(WRITTEN TASK): Put the item lines from the line with "like x=120, y=693." up to and including the line with "x=764, y=235" into a Markdown table with the columns Row and Line text. Give each line a row number, skip blank lines, and include no other lines.

(PROVIDED DATA):
··········

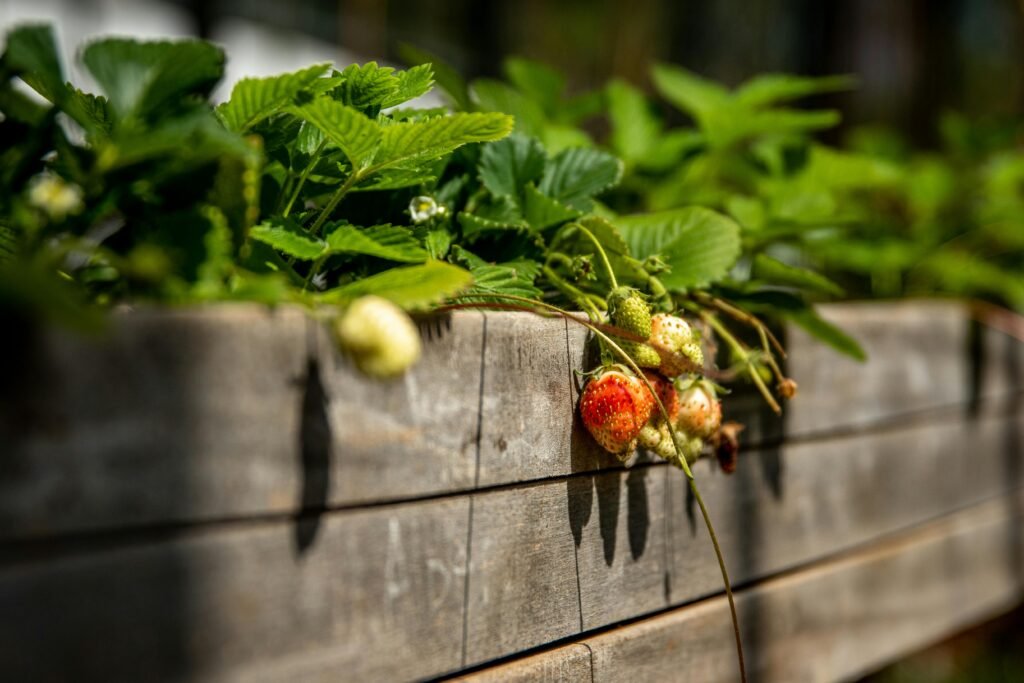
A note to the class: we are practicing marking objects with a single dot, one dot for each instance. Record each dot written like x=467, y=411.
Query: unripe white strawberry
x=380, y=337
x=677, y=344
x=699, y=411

··········

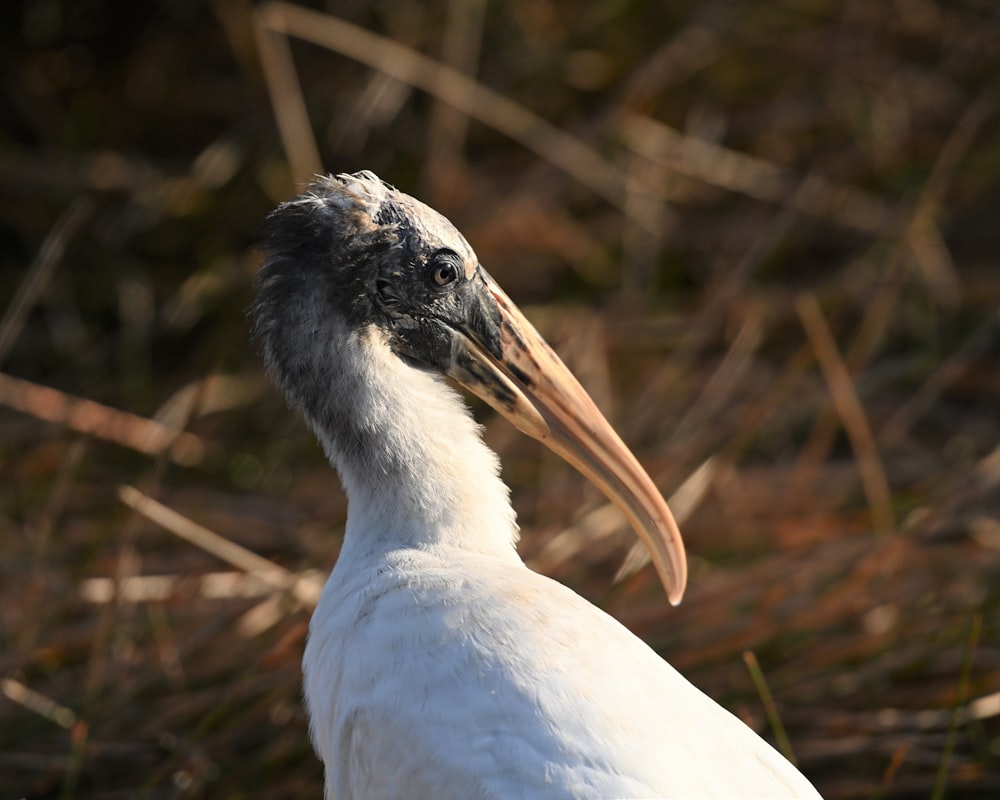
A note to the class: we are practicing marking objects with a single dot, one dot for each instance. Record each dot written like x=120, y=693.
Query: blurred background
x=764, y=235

··········

(RESPONSE TO THE EXERCISE):
| Row | Line text |
|---|---|
| 1 | A note to the class: we are practicing marking objects with a single dot, one dot for each instance. Record each dot written like x=120, y=693. |
| 2 | Query: blurred background |
| 3 | x=764, y=235 |